>> begin Extracted material

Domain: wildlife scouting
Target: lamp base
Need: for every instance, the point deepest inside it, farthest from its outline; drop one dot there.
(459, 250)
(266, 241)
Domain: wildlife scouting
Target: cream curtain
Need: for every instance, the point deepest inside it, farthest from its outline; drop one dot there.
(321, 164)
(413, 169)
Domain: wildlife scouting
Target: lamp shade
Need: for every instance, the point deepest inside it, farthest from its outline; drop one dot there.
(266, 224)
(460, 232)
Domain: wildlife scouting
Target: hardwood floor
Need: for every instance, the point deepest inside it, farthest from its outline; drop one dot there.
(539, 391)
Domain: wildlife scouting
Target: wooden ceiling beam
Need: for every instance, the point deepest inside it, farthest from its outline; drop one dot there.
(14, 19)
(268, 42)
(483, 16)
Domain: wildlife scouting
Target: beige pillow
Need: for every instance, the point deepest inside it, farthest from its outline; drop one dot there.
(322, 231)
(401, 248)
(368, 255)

>> end Extracted material

Given instruction |
Copy every one of these entries without changing a single character.

Finished task |
Domain: wildlife scouting
Target: lamp base
Need: for every instance, the point deepest inside it, farthest from its outline; drop one dot there.
(459, 250)
(266, 241)
Domain: wildlife scouting
Target: cream curtain
Need: for every instance, the point deepest inside it, farthest from its outline; drop one dot there.
(321, 164)
(413, 169)
Domain: wildlife scouting
Target: lamp shade
Need: for every instance, the point deepest inside it, farthest from its outline; drop one dot there.
(266, 224)
(460, 232)
Domain: wildlife scouting
Target: hardwood floor
Need: for every instance, the point deepest inside it, farthest from its outline; drop one dot there.
(539, 391)
Domain: wildlife scouting
Target: wooden ceiling beam
Need: for every instance, the point deepest inside it, farthest from its outline; drop one dot there.
(14, 19)
(268, 42)
(483, 16)
Domain: wildlife scouting
Target: beige pillow
Need: for every instance, the point deepest inside it, farthest from its outline; drop one dot there.
(322, 231)
(401, 248)
(368, 255)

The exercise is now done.